> _Problem_
Pull out of the data below the stretch of lines bounded by the one containing "like x=630, y=790." and the one containing "like x=685, y=289.", both bounds included, unchanged.

Information supplied below:

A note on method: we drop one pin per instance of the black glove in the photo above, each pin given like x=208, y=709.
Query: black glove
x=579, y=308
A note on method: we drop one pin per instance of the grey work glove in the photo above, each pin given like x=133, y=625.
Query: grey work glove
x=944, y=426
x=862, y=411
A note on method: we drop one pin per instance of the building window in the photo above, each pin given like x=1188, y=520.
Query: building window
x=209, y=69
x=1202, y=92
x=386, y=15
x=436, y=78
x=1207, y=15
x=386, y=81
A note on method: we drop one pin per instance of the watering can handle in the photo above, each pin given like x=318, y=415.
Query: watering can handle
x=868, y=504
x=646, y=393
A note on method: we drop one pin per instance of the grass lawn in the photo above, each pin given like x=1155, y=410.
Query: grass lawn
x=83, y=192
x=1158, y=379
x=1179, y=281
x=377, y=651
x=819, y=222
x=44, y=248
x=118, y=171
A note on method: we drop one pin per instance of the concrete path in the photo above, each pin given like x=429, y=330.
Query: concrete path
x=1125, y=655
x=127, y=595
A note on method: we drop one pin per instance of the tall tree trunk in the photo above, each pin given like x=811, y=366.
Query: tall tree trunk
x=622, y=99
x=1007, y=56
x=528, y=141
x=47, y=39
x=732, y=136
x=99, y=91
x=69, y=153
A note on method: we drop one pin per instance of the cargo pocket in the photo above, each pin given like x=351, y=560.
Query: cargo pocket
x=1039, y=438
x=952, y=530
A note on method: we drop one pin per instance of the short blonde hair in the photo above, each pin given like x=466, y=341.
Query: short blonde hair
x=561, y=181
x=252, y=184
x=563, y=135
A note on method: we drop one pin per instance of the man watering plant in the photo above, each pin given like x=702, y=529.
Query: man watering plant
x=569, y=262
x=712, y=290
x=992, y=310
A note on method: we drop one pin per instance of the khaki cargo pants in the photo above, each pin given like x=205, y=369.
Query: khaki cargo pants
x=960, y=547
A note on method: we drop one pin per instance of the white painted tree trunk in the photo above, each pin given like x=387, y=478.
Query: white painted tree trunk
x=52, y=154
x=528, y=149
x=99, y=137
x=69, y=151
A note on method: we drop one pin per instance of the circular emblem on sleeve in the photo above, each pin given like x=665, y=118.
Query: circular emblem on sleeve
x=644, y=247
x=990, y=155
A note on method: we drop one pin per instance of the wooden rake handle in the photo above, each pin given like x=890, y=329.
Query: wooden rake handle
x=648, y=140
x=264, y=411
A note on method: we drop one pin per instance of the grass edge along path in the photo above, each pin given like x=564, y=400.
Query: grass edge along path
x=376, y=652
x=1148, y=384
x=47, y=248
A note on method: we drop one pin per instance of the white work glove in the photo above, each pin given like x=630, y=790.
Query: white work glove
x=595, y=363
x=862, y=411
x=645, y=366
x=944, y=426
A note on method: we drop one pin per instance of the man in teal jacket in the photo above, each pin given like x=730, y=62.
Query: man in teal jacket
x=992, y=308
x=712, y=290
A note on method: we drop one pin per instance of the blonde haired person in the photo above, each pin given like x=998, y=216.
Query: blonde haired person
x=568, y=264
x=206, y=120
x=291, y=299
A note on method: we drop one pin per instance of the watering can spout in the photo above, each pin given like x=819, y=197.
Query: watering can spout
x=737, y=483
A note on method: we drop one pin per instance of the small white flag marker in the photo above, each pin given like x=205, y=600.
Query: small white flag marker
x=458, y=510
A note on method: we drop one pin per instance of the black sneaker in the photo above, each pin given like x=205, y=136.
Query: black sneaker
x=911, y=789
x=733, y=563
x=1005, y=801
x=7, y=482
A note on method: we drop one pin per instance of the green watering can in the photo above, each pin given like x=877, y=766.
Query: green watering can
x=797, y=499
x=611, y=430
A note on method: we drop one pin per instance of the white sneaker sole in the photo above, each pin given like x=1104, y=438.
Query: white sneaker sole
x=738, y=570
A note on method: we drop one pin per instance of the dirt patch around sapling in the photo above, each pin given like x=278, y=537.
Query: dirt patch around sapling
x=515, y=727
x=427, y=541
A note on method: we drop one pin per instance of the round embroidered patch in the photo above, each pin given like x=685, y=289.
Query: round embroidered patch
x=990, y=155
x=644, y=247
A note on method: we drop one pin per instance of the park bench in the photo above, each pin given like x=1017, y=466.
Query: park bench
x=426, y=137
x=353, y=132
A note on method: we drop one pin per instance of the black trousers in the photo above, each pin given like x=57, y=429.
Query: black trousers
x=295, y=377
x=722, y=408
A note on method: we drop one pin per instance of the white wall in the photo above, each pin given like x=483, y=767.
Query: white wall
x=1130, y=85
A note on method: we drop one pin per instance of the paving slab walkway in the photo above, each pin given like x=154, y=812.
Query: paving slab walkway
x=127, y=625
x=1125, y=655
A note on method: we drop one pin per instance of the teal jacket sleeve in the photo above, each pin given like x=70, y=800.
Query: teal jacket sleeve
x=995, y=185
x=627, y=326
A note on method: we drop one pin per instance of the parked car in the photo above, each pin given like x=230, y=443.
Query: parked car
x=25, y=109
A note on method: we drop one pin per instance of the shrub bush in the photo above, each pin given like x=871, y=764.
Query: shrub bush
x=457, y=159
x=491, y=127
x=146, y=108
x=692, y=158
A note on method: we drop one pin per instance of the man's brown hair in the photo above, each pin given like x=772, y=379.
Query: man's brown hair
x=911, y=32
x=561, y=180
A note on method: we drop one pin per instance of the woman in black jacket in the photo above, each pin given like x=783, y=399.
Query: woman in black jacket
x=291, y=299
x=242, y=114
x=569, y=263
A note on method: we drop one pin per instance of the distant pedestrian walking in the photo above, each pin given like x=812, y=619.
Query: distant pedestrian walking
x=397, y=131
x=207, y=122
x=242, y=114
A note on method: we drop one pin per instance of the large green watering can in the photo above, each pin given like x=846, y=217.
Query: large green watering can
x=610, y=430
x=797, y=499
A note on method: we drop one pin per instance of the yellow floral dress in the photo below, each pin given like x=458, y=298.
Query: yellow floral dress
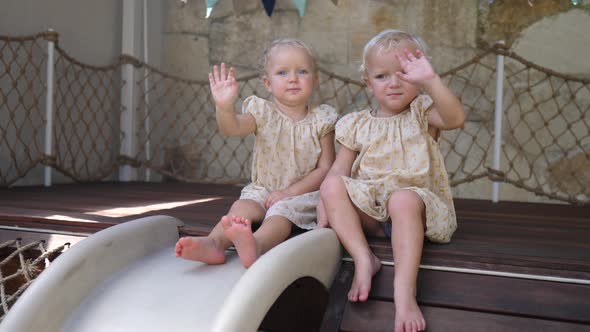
x=285, y=151
x=398, y=153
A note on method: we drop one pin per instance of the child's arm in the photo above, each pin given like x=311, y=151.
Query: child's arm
x=342, y=166
x=225, y=92
x=310, y=182
x=447, y=112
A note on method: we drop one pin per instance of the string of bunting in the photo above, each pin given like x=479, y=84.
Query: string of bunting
x=268, y=6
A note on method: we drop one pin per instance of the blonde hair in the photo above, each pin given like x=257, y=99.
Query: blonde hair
x=291, y=42
x=387, y=40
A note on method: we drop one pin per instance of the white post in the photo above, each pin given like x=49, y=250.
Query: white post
x=128, y=143
x=146, y=86
x=498, y=122
x=49, y=109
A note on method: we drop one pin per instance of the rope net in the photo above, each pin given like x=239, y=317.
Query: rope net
x=546, y=120
x=19, y=266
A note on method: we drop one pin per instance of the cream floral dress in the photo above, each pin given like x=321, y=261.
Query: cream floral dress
x=398, y=153
x=284, y=152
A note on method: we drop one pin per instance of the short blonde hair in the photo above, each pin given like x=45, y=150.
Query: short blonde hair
x=291, y=42
x=387, y=40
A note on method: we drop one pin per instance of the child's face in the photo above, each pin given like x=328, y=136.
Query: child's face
x=289, y=76
x=392, y=94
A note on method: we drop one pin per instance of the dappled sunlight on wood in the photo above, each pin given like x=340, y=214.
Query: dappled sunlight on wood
x=134, y=210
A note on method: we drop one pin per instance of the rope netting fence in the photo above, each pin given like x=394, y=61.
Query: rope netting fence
x=545, y=127
x=20, y=265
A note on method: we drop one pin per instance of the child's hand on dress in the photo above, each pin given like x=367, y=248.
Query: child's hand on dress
x=415, y=69
x=223, y=88
x=321, y=215
x=274, y=197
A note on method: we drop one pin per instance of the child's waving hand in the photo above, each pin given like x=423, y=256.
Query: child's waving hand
x=414, y=69
x=223, y=88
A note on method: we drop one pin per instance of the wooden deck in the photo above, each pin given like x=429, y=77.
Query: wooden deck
x=510, y=266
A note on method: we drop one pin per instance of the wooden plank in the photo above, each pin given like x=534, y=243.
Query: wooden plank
x=530, y=298
x=378, y=316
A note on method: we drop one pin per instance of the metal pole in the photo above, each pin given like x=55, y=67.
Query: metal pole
x=498, y=122
x=146, y=85
x=128, y=143
x=49, y=109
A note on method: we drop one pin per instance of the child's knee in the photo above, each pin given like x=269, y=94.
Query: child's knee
x=404, y=202
x=330, y=186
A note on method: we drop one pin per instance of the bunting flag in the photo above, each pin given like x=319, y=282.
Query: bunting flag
x=210, y=5
x=240, y=6
x=269, y=5
x=300, y=5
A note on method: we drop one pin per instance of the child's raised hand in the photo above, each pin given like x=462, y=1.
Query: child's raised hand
x=223, y=88
x=415, y=69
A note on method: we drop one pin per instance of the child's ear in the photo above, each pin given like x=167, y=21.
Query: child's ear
x=368, y=83
x=316, y=80
x=266, y=83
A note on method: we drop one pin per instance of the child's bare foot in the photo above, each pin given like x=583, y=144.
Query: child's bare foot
x=364, y=270
x=200, y=249
x=408, y=316
x=239, y=232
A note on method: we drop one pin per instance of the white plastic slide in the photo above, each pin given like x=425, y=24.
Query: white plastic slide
x=126, y=278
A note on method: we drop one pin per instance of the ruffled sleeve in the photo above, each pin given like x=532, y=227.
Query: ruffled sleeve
x=420, y=107
x=346, y=131
x=327, y=117
x=255, y=106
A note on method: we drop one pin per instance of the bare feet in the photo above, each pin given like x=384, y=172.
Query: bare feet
x=200, y=249
x=364, y=270
x=408, y=316
x=239, y=232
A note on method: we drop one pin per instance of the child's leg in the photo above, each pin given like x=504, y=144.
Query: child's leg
x=210, y=249
x=406, y=209
x=273, y=231
x=349, y=223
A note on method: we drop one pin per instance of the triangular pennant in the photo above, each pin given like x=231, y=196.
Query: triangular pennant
x=300, y=5
x=210, y=5
x=269, y=5
x=240, y=6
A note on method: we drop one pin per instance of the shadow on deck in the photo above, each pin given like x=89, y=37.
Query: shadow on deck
x=510, y=266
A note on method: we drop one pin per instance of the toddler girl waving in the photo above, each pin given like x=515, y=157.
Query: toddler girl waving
x=389, y=178
x=293, y=152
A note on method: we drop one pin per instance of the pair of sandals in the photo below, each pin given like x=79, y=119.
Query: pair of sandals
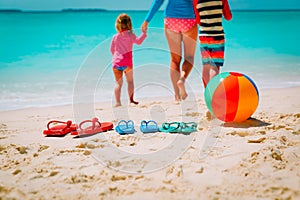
x=127, y=127
x=62, y=128
x=178, y=127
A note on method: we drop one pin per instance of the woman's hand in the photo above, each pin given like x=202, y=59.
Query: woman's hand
x=145, y=26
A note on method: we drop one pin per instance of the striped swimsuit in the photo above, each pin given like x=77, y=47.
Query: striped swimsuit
x=211, y=32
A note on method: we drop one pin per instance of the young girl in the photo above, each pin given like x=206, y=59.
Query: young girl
x=121, y=49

End of Information supplied.

> _Task solution_
A note on method: we drop one pin per instance of the white work glove in the photo above, each pin given like x=630, y=790.
Query: white work glove
x=595, y=363
x=862, y=411
x=645, y=366
x=944, y=426
A note on method: we drop one pin per instance of the man in teal jacket in the photo above, each pin given like x=730, y=62.
Query: man in teal jacket
x=992, y=308
x=712, y=290
A note on method: we drop one pin per instance of the blonde haired person in the photo above, each pin given like x=998, y=216.
Query: blonde haired person
x=568, y=264
x=206, y=120
x=291, y=299
A note on method: we drop one pin per instance of the watering can spout in the photo above, each pin given like x=819, y=197.
Query: watering can spout
x=737, y=483
A note on method: we drop one pin per instance of the small white flag marker in the photo above, each pin given like x=205, y=600.
Query: small white flag marker
x=458, y=510
A note on method: we drop one pin per instance of the black sneaker in the photo above, each pin given like x=205, y=136.
Query: black sneaker
x=911, y=789
x=733, y=563
x=1005, y=801
x=7, y=482
A note on method: we drop one pin per instance of the green watering can in the photo above, each pin given like x=877, y=766.
Query: green watering can
x=797, y=499
x=611, y=430
A note on method: we drop one pin per instance of the white sneaker sole in the photo above, each pin given like x=1104, y=438.
Query: white sneaker sole
x=738, y=570
A note on method: we drop one pin per instance of the dirt patch around sapling in the photo above, each pin given like x=278, y=537.
Query: dirt patch around sapling
x=515, y=727
x=427, y=541
A note on method: we drop one pin per instance of the round embroidered patch in the photo above, each pin given like x=685, y=289.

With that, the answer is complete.